Part of a data file:
◆ ◆ ◆ ◆ ◆

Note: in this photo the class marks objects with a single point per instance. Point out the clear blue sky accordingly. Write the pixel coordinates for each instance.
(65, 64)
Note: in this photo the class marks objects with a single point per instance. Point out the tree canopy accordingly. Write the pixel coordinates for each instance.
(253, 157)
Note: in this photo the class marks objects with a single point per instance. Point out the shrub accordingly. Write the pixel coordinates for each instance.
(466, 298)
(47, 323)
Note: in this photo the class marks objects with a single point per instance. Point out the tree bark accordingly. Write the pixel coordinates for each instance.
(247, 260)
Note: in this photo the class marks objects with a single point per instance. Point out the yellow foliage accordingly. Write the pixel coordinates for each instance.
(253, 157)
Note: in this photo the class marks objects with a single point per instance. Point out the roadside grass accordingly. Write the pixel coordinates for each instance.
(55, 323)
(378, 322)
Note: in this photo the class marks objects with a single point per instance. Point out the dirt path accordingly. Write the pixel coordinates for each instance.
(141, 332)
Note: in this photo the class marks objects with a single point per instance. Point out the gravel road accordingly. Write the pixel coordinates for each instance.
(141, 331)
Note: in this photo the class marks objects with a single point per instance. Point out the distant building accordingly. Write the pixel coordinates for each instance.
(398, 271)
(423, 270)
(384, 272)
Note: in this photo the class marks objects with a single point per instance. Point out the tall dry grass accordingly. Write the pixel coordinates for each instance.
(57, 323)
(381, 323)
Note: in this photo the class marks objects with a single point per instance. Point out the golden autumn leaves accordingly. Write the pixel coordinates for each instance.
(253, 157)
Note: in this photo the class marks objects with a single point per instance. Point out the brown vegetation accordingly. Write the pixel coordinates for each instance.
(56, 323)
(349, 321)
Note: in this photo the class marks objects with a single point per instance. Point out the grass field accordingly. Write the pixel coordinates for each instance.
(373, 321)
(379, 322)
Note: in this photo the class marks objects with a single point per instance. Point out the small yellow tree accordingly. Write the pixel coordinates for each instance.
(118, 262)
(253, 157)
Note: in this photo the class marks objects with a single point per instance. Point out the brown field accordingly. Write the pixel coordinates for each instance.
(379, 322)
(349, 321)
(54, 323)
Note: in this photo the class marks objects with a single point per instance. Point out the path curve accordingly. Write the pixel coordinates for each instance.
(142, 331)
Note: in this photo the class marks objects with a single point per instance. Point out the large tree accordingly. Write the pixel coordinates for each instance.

◆ ◆ ◆ ◆ ◆

All lines from the one containing "out the tall" through the end of the records, both ends included, are to be quoted exactly; please add nothing else.

Note: in this photo the class marks objects with a single point per instance. Point out the tall dry grass accordingly. Write the pixel coordinates for each instance.
(57, 323)
(381, 323)
Note: in this photo the class marks objects with a single point per instance. Point out the golden autumn leaves accordingly. Write the pixel coordinates for each instance.
(253, 157)
Note: in this photo the class marks objects with a single point per instance. Point out the brown vegetation accordingly. Write the pixel coordinates for each instance.
(56, 323)
(349, 321)
Note: in this photo the class marks objects with a single point per instance. Point out the grass field accordingly. Write the pixel coordinates for each instance.
(373, 321)
(379, 322)
Note: in this photo the class marks objects with a single point per instance. Point out the small yellow tree accordingly. Write the pixel coordinates for each instance.
(118, 262)
(253, 157)
Note: in this photo the class marks objects with a single point per instance. Point out the brown field accordingly. Write the pixel coordinates for each instance.
(379, 322)
(349, 321)
(54, 323)
Note: in this photo the class marks objects with a single point per instance. Point out the path curve accordingly. Write the pixel coordinates for each instance.
(142, 331)
Note: in this photo the class marks objects with a single point per instance. Point out the large tree accordingly. Write the pixel coordinates for each instance.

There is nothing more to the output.